本文:
デジタルタトゥーとは?事例・類型別の5つの消し方を弁護士が解説!

弁護士 若林翔
2022年12月31日更新

一度インターネットに流れたコンテンツはとめどなく広がり、容易に流れを止められるものではありません。SNSや掲示板などに投稿した画像や書き込みは、一度公開してしまうと完全に削除することが難しく、半永久的にネット上に残り続けることから、消すことが難しい入れ墨にたとえられ「デジタルタトゥー」と呼ばれています。

デジタルタトゥーは、その内容しだいで人生を大きく左右しかねない存在です。

自身にとって不利益となる情報が投稿されてしまった。すでに被害に遭っていてすぐに対処したいという方のために、本記事では、デジタルタトゥーの概要、リスクに触れたうえで、事例や消し方を解説していきます。

デジタルタトゥーとは

デジタルタトゥーとは、インターネット上に流れた自身の写真や動画、個人情報、書き込みといったコンテンツのなかでも、拡散されて完全に削除することが難しくなってしまったものを指します。

一度体に掘ると完全に消すのが難しい「入れ墨(タトゥー)」になぞらえ、消したいのに消せないというネガティブな意味で使われます。

デジタルタトゥーの恐ろしさは、削除が難しいことに加え、一度炎上したり、インターネット上にアップされてしまうと、それをスクショしたり、ダウンロードした人が別の場所に拡散し、増殖し、被害が拡大し続けてしまう可能性があることです。

例えば、リベンジポルノ動画などが、インターネット上のアダルトサイトにアップされてしまうと、そのサイト上で動画を削除したとしても、その動画をダウンロードした別の人が他のサイトにアップするなどして、被害が拡大してしまうことがあります。

デジタルタトゥーはいつまで残るのでしょうか?

デジタルタトゥーは、被害者や投稿者本人が削除請求をして、削除がなされるまで、半永久的に残り続けます。投稿者本人だとしても、SNSのログインパスワードを忘れてしまうなどして、自己の投稿を削除できず、ネット上に残り続けてしまうこともあります。

 

デジタルタトゥーの事例

デジタルタトゥーを現実的に捉えるにあたって、その種類や事例について知っておくことは大きな意味を持ちます。事前知識によってデジタルタトゥーの誕生を防げるケースもあるでしょう。

課題一覧:
**1.** デジタルタトゥーの記事によると、デジタルタトゥーはいつまでネット上に残り続けるか。
**2.** デジタルタトゥーの記事を、最後の文の後から引き継いで書き進めてください。

収集データ:

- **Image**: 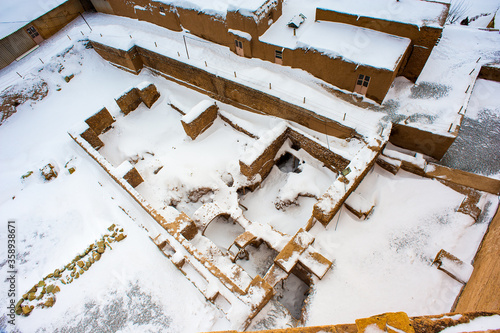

回答一覧:
**1.** 被害者や投稿者本人が削除請求をして削除がなされるまで、半永久的に残り続ける。

**2.**
誹謗中傷・デマ

近年、ネット上の誹謗中傷は大きな問題になっています。

対象者の社会的な評価を低下させ、その名誉を毀損するような投稿がデジタルタトゥーとしてネット上に残ってしまうことがあります。

また、真実に反するデマ情報がネット上に残ってしまうこともあります。

真実だと信じて発信した場合であっても、悪意をもって発信した場合であっても、同様にデジタルタトゥーとなり得るでしょう。

たとえ間違った情報であっても、それがインパクトのあるものなら瞬く間に拡散されてしまいます。拡散されてしまった側は根拠にもとづいた主張によって誤りを払拭できることもありますが、一度拡散された情報の修正は極めて難しいでしょう。

他方で、誤情報を拡散してしまった側は弁解が聞き入れてもらえないことも少なくないでしょう。むしろ、不用意に誤りを発信した責任を問われる可能性もあります。

悪意がない場合でも、誰かに大きな影響を与える可能性のある発言や情報については特に正確性が求められています。

リベンジポルノ・性的なコンテンツ

性的なコンテンツもデジタルタトゥーになり得ます。具体的には、自身の性的な発言、画像、動画が挙げられるでしょう。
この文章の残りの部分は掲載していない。